%%
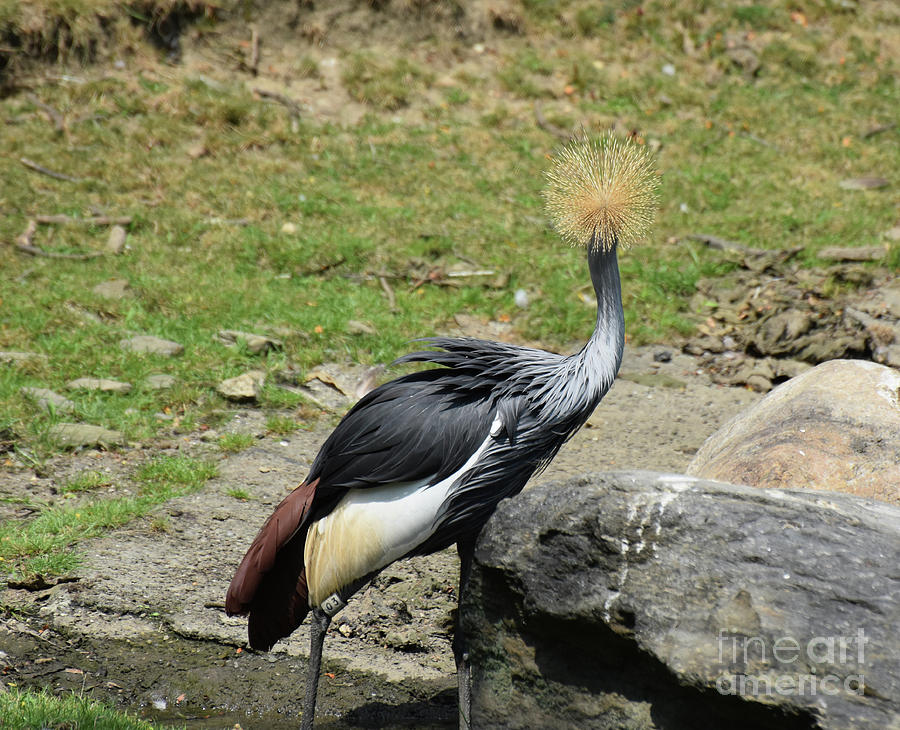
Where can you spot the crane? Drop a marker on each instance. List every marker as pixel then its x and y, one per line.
pixel 420 463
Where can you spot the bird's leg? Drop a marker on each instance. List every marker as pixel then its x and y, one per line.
pixel 318 625
pixel 466 550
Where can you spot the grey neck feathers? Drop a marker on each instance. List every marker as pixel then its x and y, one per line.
pixel 602 354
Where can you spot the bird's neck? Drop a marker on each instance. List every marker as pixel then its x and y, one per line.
pixel 602 355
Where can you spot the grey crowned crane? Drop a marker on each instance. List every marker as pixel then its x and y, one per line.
pixel 421 462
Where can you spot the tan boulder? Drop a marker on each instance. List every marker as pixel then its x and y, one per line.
pixel 834 427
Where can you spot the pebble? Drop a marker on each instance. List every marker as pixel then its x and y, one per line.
pixel 159 382
pixel 47 399
pixel 112 289
pixel 103 384
pixel 152 345
pixel 242 388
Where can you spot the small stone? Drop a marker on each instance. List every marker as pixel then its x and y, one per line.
pixel 102 384
pixel 159 382
pixel 115 244
pixel 863 183
pixel 355 327
pixel 80 435
pixel 853 253
pixel 16 358
pixel 197 150
pixel 152 345
pixel 47 400
pixel 112 289
pixel 242 388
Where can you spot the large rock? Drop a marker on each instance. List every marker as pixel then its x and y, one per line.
pixel 637 600
pixel 152 345
pixel 835 427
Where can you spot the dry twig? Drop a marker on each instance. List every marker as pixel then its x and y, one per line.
pixel 46 171
pixel 292 106
pixel 97 220
pixel 25 245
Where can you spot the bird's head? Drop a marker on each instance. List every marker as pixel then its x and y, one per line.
pixel 602 192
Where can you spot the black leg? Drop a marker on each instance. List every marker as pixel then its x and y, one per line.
pixel 466 550
pixel 318 625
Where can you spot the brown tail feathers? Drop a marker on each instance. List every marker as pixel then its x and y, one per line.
pixel 270 583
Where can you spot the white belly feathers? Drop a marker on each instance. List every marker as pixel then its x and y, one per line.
pixel 371 528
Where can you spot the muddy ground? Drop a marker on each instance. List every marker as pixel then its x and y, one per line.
pixel 143 624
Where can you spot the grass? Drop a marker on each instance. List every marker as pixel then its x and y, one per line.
pixel 244 218
pixel 45 544
pixel 86 481
pixel 208 247
pixel 281 425
pixel 232 443
pixel 25 710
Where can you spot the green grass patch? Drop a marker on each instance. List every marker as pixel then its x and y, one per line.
pixel 45 545
pixel 241 222
pixel 86 481
pixel 282 425
pixel 27 709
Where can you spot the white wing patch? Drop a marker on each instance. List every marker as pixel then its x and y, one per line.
pixel 371 528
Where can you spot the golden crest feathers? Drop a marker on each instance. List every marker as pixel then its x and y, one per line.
pixel 602 192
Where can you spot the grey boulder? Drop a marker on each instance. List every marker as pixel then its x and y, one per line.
pixel 638 600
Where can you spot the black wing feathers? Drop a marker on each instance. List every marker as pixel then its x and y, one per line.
pixel 416 426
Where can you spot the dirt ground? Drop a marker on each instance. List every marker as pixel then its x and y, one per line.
pixel 143 625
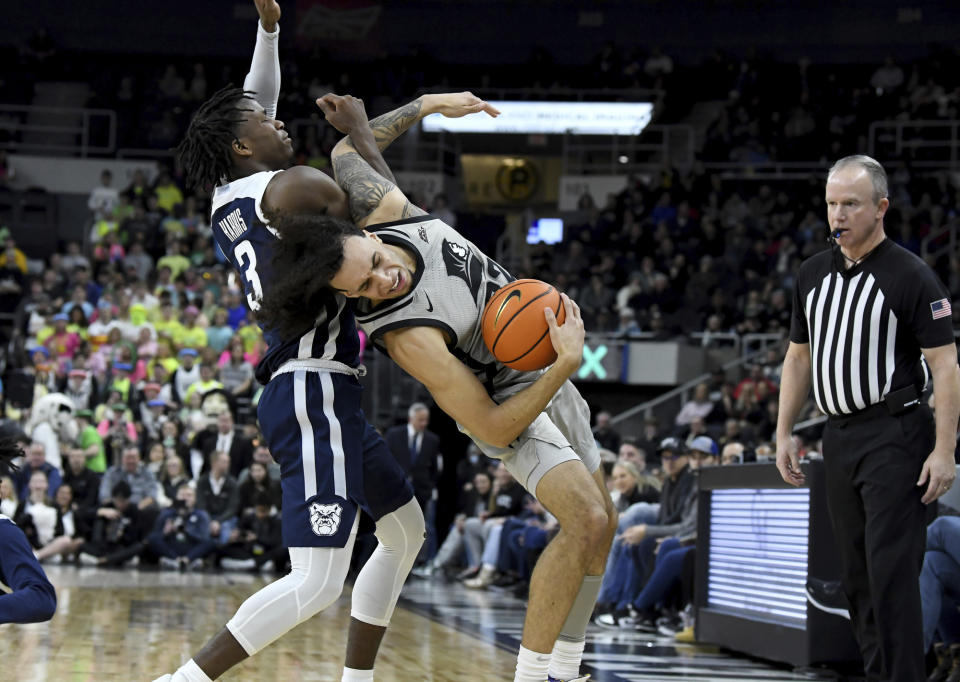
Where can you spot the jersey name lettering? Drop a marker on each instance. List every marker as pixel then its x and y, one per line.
pixel 233 225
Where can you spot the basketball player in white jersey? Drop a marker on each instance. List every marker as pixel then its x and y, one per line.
pixel 422 288
pixel 332 461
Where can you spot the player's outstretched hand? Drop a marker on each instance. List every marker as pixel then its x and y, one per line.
pixel 567 339
pixel 457 104
pixel 269 12
pixel 343 112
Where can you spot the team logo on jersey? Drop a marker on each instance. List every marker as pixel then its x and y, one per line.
pixel 461 263
pixel 325 518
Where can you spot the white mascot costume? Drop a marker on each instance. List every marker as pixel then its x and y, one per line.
pixel 52 422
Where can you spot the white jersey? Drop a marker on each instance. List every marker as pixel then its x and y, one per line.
pixel 451 285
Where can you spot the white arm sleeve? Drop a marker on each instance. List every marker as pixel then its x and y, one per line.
pixel 264 76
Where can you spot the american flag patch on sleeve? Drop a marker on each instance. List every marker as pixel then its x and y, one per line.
pixel 940 308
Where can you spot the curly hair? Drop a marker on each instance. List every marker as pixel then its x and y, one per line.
pixel 307 256
pixel 204 153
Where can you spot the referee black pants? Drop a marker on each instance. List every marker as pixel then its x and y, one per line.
pixel 872 462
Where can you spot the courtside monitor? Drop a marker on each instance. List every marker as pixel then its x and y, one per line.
pixel 545 231
pixel 544 118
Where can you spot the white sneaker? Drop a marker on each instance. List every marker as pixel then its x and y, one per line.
pixel 88 559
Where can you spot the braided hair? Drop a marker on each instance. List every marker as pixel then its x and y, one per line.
pixel 305 259
pixel 204 154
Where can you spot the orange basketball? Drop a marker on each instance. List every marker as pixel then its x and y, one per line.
pixel 514 327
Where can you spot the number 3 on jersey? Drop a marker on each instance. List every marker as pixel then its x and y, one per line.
pixel 243 251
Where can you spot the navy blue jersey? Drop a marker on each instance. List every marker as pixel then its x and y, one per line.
pixel 245 237
pixel 33 599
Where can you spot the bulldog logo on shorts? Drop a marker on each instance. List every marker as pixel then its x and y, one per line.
pixel 325 518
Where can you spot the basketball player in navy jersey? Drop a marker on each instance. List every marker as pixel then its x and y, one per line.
pixel 32 598
pixel 332 461
pixel 422 288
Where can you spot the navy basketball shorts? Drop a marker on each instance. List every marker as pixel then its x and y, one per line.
pixel 331 460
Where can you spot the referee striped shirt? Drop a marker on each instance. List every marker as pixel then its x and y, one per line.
pixel 866 324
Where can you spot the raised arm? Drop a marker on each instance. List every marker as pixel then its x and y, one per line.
pixel 393 124
pixel 264 75
pixel 374 197
pixel 371 197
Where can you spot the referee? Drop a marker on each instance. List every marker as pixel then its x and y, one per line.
pixel 864 312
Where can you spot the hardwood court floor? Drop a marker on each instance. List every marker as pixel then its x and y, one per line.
pixel 135 625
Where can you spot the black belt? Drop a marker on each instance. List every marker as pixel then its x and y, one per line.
pixel 894 404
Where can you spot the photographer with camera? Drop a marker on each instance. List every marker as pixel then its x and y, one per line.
pixel 116 538
pixel 181 535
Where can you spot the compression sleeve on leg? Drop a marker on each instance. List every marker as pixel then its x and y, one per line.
pixel 575 627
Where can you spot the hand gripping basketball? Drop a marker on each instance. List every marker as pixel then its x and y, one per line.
pixel 521 336
pixel 567 339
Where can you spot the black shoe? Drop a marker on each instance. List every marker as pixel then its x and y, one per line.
pixel 669 626
pixel 944 658
pixel 828 596
pixel 469 572
pixel 505 582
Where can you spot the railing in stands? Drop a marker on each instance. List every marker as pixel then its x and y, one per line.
pixel 61 130
pixel 142 153
pixel 926 144
pixel 767 170
pixel 681 393
pixel 744 344
pixel 554 94
pixel 625 154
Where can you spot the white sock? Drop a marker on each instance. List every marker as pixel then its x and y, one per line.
pixel 354 675
pixel 565 659
pixel 190 672
pixel 531 666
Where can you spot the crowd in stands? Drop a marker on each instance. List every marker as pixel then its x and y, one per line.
pixel 147 332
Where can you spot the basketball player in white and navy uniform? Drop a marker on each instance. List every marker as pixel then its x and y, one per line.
pixel 451 284
pixel 338 460
pixel 332 461
pixel 422 288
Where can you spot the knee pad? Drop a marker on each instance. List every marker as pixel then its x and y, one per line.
pixel 402 531
pixel 375 592
pixel 315 582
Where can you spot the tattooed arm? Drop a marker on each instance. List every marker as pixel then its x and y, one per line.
pixel 371 197
pixel 393 124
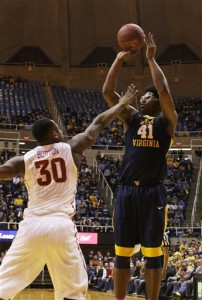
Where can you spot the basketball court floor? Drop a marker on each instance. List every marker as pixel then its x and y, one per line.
pixel 48 294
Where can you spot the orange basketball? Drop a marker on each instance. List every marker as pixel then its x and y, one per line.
pixel 130 36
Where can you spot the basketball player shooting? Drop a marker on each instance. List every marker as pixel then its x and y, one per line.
pixel 47 235
pixel 140 207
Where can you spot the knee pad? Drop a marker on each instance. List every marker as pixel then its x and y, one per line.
pixel 154 262
pixel 122 262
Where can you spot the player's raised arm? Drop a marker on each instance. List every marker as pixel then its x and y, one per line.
pixel 109 88
pixel 12 167
pixel 161 84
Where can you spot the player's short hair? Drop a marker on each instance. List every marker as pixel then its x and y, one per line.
pixel 151 88
pixel 41 129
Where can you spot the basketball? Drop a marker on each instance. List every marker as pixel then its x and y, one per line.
pixel 130 36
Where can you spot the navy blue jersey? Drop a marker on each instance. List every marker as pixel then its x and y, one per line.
pixel 146 145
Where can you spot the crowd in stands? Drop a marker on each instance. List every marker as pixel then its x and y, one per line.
pixel 185 259
pixel 189 115
pixel 22 102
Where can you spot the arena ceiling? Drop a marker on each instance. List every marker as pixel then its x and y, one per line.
pixel 176 25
%%
Extract the data from its start through the line containing "pixel 834 427", both ends included, and leave the pictures out of your answer.

# SOLUTION TO THIS TASK
Where can you spot the crane? Drop a marker on each instance. List every marker as pixel then its x and y, one per line.
pixel 420 463
Where can you spot the bird's leg? Drop a marker on each instance. List every marker as pixel then its x and y, one per line.
pixel 318 625
pixel 466 550
Where can you spot the grey neck feathers? Drop a marker on each instance. List every marker as pixel then its x and y, one per line.
pixel 602 354
Where can you spot the bird's neck? Drop a marker on each instance. List every marker as pixel then its x and y, one per line.
pixel 602 355
Where can you spot the grey crowned crane? Drop a marker on each instance. List every marker as pixel then its x and y, one per line.
pixel 421 462
Where can you spot the tan boulder? Drop a marker on each instance. List every marker as pixel then its x and y, one per line.
pixel 834 427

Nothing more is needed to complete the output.